• DATA PROVIDED:
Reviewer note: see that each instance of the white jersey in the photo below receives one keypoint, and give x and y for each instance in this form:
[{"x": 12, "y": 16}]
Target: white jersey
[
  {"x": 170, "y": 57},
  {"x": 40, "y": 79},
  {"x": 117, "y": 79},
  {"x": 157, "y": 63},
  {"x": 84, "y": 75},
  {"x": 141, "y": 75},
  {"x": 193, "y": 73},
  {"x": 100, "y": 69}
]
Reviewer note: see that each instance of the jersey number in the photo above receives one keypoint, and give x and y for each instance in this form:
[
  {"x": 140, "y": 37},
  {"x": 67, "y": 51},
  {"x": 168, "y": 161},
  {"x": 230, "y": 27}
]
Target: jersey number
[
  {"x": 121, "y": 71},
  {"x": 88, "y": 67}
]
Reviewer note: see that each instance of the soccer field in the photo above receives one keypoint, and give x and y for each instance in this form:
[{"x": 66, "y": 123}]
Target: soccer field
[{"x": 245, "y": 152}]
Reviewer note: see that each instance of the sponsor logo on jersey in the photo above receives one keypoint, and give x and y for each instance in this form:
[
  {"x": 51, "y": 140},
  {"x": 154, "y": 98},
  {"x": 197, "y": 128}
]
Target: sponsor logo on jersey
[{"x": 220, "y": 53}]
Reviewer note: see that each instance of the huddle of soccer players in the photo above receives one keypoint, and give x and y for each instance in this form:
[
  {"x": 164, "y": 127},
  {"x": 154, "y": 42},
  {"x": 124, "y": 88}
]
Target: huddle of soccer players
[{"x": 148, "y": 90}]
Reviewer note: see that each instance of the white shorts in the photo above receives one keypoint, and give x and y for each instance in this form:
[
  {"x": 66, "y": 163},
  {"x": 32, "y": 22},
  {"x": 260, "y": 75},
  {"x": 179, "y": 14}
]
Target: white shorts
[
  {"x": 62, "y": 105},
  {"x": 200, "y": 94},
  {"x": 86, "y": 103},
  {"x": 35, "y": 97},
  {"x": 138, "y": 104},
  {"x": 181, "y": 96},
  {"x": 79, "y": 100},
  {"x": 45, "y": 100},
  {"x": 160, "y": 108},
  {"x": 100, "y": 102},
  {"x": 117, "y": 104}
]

• PROMPT:
Render the listing above as a Markdown table with the columns Row and Line, one line per row, numbered in order and with blank lines left out.

• ANSWER TO THE PROBLEM:
| Row | Line |
|---|---|
| 1 | Reviewer note: see that each instance of the white jersey in the photo below receives one keypoint, and give x and y for each instance in this form: |
| 2 | [{"x": 12, "y": 16}] |
| 3 | Target: white jersey |
| 4 | [ |
| 5 |   {"x": 170, "y": 57}, |
| 6 |   {"x": 40, "y": 79}, |
| 7 |   {"x": 117, "y": 79}, |
| 8 |   {"x": 157, "y": 63}, |
| 9 |   {"x": 84, "y": 75}, |
| 10 |   {"x": 141, "y": 75}, |
| 11 |   {"x": 193, "y": 73}, |
| 12 |   {"x": 100, "y": 69} |
| 13 | ] |
| 14 | Reviewer note: see that each instance of the jersey number in the photo above receives one keypoint, and give x and y for each instance in this form: |
| 15 | [ |
| 16 |   {"x": 140, "y": 37}, |
| 17 |   {"x": 67, "y": 51}, |
| 18 |   {"x": 168, "y": 161}, |
| 19 |   {"x": 230, "y": 27} |
| 20 | ] |
| 21 | Target: jersey number |
| 22 | [ |
| 23 |   {"x": 121, "y": 71}, |
| 24 |   {"x": 88, "y": 67} |
| 25 | ] |
| 26 | Reviewer note: see that each instance of the soccer field in the photo above receives one keypoint, and give x and y for each instance in this form: |
| 27 | [{"x": 66, "y": 123}] |
| 28 | Target: soccer field |
| 29 | [{"x": 245, "y": 152}] |
| 30 | Reviewer note: see that each instance of the sponsor logo on jersey in the photo above receives one keypoint, and give x and y for each instance in this form: |
| 31 | [ |
| 32 |   {"x": 51, "y": 140}, |
| 33 |   {"x": 154, "y": 98}, |
| 34 |   {"x": 197, "y": 128} |
| 35 | ] |
| 36 | Target: sponsor logo on jersey |
| 37 | [{"x": 220, "y": 53}] |
| 38 | Reviewer note: see that each instance of the huddle of soccer players in the photo above receives one keypoint, and give x and y for each instance in this form: |
| 39 | [ |
| 40 |   {"x": 164, "y": 127}, |
| 41 |   {"x": 154, "y": 42}, |
| 42 |   {"x": 124, "y": 88} |
| 43 | ] |
| 44 | Target: huddle of soccer players |
| 45 | [{"x": 148, "y": 90}] |
| 46 | Reviewer note: see that each instance of the white shorts in the photo above receives one keypoint, and give x and y for each instance in this form: |
| 47 | [ |
| 48 |   {"x": 66, "y": 163}, |
| 49 |   {"x": 32, "y": 22}, |
| 50 |   {"x": 260, "y": 75}, |
| 51 |   {"x": 179, "y": 14} |
| 52 | ] |
| 53 | Target: white shorts |
| 54 | [ |
| 55 |   {"x": 62, "y": 105}, |
| 56 |   {"x": 200, "y": 94}, |
| 57 |   {"x": 86, "y": 103}, |
| 58 |   {"x": 35, "y": 97}, |
| 59 |   {"x": 138, "y": 104}, |
| 60 |   {"x": 181, "y": 96}, |
| 61 |   {"x": 79, "y": 100}, |
| 62 |   {"x": 45, "y": 100}, |
| 63 |   {"x": 160, "y": 108}, |
| 64 |   {"x": 100, "y": 102}, |
| 65 |   {"x": 117, "y": 104} |
| 66 | ] |